What the exercise asks
In your reply, repeat every entry exactly and skip over each picture.

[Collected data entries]

▶

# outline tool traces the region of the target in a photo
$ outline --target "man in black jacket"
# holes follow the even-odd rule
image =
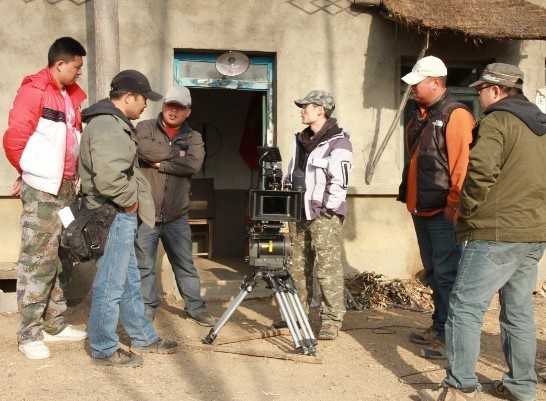
[[[188,319],[214,326],[201,297],[201,281],[193,264],[191,229],[188,223],[191,176],[203,165],[205,150],[199,132],[186,119],[191,113],[191,95],[184,86],[171,87],[157,118],[140,122],[137,129],[138,156],[152,186],[155,227],[141,224],[136,240],[138,268],[145,314],[153,320],[160,304],[155,264],[159,239],[185,302]]]
[[[423,57],[402,80],[411,85],[414,106],[398,200],[411,213],[434,301],[432,325],[412,333],[410,341],[427,346],[421,356],[444,359],[449,297],[462,251],[451,217],[466,173],[474,117],[447,89],[447,68],[438,57]]]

◀

Output for this exercise
# outline tool traces the region of the target in a photo
$ outline --target "man in black jacket"
# holes follow the even-odd rule
image =
[[[188,319],[214,326],[201,297],[201,281],[193,264],[191,229],[188,223],[191,176],[203,165],[205,150],[199,132],[186,119],[191,113],[191,95],[184,86],[171,87],[157,118],[140,122],[137,129],[138,156],[152,186],[155,227],[141,224],[136,240],[138,268],[145,314],[153,320],[160,304],[155,264],[159,239],[185,302]]]
[[[423,57],[402,80],[411,85],[414,106],[398,200],[411,213],[434,301],[432,325],[412,333],[410,341],[427,346],[421,356],[444,359],[449,297],[462,251],[451,217],[466,173],[474,117],[447,89],[447,68],[438,57]]]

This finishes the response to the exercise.